▼
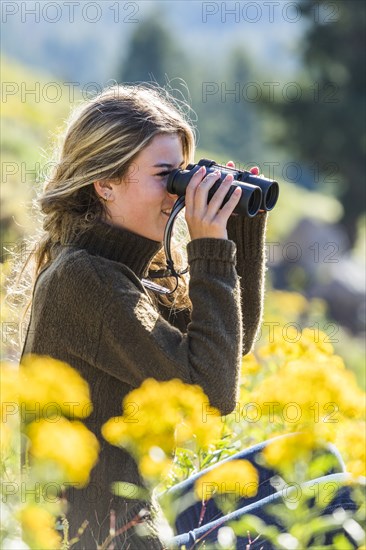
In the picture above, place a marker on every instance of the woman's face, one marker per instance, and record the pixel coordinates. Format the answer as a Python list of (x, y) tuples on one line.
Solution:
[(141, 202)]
▲
▼
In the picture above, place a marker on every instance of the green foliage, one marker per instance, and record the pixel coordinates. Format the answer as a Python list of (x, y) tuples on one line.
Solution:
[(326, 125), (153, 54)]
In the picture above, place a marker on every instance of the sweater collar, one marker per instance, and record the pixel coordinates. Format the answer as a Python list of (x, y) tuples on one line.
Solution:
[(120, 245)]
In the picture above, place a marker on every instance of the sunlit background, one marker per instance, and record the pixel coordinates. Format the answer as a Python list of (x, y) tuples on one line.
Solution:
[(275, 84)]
▲
The task: Could you copy the records again, starting at the line that contains "of the sweater" and stopping after the line that contains "[(120, 245)]", with the request lines included and nothing else? In the answers, multiply every coordinate by 2.55 and round it to a whole number, rounding halves up.

Correct result:
In the picture above, place a marker on every instance of the sweater collar, one marker per instance, and record the pixel coordinates. Format the answer as a Python list of (x, y) tuples on one line.
Solution:
[(306, 625)]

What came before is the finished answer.